Stored dataset items:
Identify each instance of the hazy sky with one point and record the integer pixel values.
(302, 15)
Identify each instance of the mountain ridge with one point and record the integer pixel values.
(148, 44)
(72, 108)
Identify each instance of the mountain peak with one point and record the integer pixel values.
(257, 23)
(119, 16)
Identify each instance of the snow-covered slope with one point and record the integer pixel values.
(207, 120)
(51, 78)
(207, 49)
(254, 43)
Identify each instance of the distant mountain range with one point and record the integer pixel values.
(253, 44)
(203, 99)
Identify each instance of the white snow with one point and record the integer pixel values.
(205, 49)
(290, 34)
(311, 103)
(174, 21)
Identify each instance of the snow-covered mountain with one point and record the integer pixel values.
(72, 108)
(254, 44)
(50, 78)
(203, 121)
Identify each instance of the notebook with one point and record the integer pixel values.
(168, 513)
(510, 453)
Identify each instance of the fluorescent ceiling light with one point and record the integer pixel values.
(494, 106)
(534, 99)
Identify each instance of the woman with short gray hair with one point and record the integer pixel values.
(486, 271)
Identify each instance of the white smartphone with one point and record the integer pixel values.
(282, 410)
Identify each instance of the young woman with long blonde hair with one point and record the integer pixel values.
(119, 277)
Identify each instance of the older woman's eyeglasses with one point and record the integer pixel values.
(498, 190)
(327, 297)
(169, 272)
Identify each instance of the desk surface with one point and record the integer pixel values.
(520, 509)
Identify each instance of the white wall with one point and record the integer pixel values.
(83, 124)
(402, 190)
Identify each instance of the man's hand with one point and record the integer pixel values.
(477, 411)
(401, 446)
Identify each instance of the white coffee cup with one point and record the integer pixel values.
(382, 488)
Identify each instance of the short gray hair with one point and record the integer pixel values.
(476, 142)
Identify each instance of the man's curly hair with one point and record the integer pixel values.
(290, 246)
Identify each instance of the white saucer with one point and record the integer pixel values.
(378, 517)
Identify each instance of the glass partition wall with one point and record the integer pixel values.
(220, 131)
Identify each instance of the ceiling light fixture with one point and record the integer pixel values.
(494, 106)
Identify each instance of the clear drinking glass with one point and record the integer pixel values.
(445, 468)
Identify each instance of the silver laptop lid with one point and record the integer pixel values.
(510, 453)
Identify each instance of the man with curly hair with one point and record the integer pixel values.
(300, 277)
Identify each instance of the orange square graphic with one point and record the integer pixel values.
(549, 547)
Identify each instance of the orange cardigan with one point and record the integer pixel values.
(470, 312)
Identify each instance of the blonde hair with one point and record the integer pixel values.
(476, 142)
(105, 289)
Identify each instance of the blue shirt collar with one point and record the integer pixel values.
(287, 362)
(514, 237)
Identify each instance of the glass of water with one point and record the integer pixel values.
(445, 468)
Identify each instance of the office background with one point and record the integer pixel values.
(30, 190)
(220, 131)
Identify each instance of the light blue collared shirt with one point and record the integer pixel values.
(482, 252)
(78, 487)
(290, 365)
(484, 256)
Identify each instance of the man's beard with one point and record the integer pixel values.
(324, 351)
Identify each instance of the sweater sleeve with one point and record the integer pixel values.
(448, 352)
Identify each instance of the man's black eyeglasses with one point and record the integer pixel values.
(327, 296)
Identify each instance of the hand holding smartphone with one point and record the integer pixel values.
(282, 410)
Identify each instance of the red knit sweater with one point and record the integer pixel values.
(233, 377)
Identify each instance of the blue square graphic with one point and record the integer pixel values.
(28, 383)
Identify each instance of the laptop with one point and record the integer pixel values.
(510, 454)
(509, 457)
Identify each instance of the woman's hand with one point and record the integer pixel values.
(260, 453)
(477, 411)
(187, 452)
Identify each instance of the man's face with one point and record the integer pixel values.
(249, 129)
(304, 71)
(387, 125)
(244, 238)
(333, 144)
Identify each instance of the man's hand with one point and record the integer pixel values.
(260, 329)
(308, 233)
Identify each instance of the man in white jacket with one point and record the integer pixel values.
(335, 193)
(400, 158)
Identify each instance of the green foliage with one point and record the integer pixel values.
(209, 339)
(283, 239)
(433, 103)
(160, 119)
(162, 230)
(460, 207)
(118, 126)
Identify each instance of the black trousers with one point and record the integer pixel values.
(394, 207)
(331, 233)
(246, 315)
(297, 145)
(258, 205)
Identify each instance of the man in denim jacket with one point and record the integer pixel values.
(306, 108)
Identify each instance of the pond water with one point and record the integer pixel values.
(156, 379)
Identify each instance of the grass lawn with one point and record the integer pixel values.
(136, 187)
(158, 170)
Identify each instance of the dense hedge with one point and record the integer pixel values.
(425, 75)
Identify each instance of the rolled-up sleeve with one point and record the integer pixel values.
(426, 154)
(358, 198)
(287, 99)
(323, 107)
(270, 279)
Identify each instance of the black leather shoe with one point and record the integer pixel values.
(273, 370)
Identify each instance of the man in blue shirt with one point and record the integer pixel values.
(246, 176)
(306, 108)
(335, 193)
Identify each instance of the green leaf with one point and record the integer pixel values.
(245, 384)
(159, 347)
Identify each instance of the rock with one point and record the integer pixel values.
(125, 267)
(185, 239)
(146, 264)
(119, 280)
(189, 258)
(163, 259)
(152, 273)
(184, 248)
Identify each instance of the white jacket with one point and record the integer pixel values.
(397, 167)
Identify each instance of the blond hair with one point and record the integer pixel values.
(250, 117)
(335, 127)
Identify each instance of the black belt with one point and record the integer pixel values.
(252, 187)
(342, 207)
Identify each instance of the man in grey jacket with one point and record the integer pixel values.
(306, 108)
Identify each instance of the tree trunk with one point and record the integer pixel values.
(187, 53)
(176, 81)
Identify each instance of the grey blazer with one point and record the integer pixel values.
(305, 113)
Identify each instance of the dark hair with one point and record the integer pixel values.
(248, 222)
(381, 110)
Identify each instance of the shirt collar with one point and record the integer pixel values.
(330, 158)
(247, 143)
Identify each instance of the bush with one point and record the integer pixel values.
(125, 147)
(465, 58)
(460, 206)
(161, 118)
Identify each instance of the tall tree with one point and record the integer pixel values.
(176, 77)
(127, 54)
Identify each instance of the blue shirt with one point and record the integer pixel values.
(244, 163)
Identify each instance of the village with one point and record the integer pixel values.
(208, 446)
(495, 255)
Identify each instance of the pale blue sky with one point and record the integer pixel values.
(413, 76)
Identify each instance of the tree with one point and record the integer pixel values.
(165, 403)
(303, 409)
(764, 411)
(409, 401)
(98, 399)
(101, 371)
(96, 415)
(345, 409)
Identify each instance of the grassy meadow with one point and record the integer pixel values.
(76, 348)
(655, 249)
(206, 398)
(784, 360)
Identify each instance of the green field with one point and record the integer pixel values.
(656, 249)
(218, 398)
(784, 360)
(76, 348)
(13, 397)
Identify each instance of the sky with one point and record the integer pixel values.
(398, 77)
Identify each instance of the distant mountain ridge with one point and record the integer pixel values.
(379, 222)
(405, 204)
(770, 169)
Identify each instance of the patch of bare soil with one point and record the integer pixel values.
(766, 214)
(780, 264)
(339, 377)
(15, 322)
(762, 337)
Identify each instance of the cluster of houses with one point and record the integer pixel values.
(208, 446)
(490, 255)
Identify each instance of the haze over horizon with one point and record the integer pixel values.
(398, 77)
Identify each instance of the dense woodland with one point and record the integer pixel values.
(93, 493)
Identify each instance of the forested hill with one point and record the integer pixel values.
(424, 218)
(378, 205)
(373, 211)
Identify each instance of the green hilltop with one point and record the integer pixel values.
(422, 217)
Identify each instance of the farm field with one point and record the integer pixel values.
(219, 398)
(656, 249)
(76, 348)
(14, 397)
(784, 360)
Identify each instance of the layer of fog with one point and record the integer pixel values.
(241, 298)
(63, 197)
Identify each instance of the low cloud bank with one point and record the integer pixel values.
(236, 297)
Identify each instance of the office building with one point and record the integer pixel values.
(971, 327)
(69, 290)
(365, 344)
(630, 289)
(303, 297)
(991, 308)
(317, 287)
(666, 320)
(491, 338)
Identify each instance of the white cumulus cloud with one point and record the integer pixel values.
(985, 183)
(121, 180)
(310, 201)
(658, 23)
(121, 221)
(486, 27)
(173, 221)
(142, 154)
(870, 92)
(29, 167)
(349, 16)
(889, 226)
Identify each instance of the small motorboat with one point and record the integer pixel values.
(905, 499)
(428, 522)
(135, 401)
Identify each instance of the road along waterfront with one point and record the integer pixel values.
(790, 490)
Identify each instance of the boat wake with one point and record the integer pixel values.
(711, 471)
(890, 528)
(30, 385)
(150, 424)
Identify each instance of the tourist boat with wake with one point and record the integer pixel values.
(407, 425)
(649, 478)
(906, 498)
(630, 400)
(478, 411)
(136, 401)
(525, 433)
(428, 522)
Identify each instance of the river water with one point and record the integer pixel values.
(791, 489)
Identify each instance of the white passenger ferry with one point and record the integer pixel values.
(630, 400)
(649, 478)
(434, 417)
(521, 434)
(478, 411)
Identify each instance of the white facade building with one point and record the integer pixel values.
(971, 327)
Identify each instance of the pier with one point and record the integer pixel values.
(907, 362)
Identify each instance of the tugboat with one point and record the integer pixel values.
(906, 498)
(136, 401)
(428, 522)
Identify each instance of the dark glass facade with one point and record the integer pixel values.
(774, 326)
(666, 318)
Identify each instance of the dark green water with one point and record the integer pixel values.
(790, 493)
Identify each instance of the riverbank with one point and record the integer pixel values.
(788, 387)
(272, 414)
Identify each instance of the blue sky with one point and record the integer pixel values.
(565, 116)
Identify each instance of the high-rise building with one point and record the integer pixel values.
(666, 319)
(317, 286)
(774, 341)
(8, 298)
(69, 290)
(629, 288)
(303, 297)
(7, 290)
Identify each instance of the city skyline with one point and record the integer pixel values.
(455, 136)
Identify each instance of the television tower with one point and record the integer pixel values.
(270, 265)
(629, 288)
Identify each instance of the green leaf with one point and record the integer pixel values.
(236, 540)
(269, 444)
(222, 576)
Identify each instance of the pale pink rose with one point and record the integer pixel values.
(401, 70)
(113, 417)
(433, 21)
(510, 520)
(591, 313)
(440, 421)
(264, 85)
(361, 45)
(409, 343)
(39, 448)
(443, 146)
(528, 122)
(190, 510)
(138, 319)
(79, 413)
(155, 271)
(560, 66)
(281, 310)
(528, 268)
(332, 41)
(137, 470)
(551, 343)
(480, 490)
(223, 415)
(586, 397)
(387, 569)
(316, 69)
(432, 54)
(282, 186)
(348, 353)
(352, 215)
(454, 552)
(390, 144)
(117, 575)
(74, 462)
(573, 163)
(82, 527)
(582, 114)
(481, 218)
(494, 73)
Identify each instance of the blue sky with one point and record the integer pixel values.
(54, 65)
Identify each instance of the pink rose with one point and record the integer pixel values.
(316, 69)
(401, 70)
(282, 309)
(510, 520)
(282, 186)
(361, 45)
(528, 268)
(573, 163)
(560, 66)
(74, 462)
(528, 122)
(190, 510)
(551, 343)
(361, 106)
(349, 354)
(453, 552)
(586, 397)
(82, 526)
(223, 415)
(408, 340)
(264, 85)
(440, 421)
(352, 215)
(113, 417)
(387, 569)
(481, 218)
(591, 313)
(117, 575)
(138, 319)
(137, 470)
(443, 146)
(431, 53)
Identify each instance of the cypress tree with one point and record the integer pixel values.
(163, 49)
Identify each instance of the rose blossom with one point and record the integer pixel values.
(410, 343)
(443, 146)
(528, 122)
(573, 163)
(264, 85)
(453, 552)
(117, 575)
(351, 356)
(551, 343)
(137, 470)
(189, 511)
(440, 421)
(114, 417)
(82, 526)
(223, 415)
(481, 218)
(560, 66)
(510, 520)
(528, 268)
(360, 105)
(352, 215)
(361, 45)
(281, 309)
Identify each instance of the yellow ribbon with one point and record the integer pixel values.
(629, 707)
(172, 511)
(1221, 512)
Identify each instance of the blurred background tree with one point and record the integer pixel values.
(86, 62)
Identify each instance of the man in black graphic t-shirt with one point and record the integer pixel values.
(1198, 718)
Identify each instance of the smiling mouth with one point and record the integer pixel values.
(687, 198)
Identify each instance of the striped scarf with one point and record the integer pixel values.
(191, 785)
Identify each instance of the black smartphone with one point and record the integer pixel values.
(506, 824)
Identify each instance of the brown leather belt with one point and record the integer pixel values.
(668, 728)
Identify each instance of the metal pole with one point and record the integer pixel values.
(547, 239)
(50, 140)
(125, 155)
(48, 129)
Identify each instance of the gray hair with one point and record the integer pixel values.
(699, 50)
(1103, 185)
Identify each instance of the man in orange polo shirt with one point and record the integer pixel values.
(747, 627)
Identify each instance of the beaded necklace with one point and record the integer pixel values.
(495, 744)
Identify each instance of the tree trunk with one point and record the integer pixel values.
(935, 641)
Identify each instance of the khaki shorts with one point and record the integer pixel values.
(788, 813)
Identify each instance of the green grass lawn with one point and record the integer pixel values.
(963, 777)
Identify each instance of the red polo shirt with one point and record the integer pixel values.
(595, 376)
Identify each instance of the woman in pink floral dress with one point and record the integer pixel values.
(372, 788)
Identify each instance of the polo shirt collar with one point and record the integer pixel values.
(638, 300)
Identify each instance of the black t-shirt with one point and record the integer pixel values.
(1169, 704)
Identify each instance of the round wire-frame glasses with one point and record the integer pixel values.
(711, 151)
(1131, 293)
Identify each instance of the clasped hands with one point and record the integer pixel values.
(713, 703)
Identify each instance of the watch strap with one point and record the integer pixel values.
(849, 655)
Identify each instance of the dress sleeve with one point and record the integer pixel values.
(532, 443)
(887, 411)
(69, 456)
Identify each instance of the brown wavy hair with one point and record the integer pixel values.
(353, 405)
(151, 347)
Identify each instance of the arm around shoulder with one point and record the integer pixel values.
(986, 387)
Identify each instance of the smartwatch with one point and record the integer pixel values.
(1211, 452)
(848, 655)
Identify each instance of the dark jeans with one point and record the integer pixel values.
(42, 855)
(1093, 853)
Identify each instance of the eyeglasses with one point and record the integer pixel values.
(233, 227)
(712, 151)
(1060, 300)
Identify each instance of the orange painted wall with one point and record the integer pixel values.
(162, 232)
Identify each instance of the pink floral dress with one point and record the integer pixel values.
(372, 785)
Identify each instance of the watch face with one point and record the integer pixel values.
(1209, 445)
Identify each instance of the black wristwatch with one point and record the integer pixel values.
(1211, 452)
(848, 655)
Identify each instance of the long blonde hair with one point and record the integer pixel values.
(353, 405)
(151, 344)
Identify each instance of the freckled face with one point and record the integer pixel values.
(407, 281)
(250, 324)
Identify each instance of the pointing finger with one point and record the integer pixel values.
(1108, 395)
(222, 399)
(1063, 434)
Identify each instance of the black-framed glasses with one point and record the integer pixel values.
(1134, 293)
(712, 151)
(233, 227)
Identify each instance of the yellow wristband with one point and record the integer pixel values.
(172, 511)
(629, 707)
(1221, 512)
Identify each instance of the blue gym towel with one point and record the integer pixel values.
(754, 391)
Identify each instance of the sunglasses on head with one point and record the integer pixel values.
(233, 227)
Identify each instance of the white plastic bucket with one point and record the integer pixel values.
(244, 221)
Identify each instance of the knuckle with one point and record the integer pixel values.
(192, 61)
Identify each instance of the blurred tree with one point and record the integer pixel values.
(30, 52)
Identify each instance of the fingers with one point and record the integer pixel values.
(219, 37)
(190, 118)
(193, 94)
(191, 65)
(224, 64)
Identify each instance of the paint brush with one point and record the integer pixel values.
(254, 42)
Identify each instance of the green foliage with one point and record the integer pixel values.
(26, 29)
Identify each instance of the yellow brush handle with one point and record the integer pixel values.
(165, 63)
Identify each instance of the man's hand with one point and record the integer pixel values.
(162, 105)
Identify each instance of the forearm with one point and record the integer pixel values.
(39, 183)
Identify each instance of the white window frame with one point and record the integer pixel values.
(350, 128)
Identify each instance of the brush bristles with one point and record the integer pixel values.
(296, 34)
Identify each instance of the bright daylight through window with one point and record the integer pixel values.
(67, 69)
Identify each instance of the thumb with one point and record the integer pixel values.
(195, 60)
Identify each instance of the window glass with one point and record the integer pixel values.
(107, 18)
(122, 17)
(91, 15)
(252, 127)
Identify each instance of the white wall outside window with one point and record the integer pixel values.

• _Written problem_
All lines from the one containing "Identify each instance of the yellow brush" through the final line of the listing above are to be reproduced exactly; include both and add nothing.

• _Solution for this problem_
Identify each instance of the yellow brush handle with one point and record the integer pixel values.
(165, 63)
Identify each instance of the man's hand with one point and record the integer pixel values.
(162, 105)
Identify each instance of the forearm with one point and record the integer pixel values.
(39, 183)
Identify each instance of the white window frame with one point and record the integer pixel values.
(350, 128)
Identify each instance of the brush bristles with one point and record the integer pixel values.
(296, 34)
Identify each instance of the bright daylight through window with one point and record the integer pixel values.
(67, 69)
Identify each instance of the thumb with one point and record the integer pixel values.
(195, 60)
Identify each instance of the window glass with one point and record the integer pixel values.
(107, 18)
(122, 17)
(91, 15)
(252, 127)
Identify each instance of the white wall outside window with one point and record the integer pixel values.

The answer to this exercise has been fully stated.